#### What you will do:
Please rewrite the stretch of records from the line containing "Task: spot one point per instance of the wood" through the end of the records, replacing "electric cooktop" with "induction cooktop" and leaving everything else unchanged.

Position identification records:
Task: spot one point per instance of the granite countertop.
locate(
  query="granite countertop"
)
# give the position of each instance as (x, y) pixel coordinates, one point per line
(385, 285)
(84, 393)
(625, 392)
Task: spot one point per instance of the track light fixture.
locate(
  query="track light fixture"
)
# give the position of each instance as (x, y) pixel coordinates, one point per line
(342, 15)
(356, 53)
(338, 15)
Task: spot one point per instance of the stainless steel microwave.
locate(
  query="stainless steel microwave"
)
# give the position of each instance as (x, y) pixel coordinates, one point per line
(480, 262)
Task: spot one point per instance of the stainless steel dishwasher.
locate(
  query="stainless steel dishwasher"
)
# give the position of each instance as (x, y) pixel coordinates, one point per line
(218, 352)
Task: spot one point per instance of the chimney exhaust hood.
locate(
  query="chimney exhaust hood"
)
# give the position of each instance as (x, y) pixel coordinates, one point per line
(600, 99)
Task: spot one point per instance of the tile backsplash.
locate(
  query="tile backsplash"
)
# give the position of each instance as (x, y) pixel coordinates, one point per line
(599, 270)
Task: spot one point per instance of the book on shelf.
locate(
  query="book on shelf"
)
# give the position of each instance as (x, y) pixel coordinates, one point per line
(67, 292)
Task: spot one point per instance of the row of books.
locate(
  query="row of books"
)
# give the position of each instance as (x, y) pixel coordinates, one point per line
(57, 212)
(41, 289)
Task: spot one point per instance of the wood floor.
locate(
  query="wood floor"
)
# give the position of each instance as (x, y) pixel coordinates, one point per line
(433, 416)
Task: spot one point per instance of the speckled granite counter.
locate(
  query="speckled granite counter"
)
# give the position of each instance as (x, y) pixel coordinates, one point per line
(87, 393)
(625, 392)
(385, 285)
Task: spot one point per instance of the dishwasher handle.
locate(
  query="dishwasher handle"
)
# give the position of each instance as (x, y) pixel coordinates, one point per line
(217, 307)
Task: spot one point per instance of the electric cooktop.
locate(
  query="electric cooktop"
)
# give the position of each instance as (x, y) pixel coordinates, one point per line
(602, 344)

#### Solution:
Task: spot one point per instance of the wood floor.
locate(
  query="wood floor"
)
# give the position of each instance as (x, y) pixel coordinates, one point per line
(433, 416)
Task: spot one point per instance of the speckled granite counter.
locate(
  query="speckled granite counter"
)
# give the position of each instance as (x, y) pixel coordinates, one point per line
(87, 393)
(625, 392)
(385, 285)
Task: spot one point per instance of the dishwasher handle.
locate(
  query="dishwasher handle"
)
# give the position of each instance as (x, y) pixel coordinates, one point per line
(217, 307)
Task: spot one point per instance of the induction cooktop.
locate(
  query="induction cooktop"
)
# give the position of each instance as (x, y) pixel coordinates, one point per line
(602, 344)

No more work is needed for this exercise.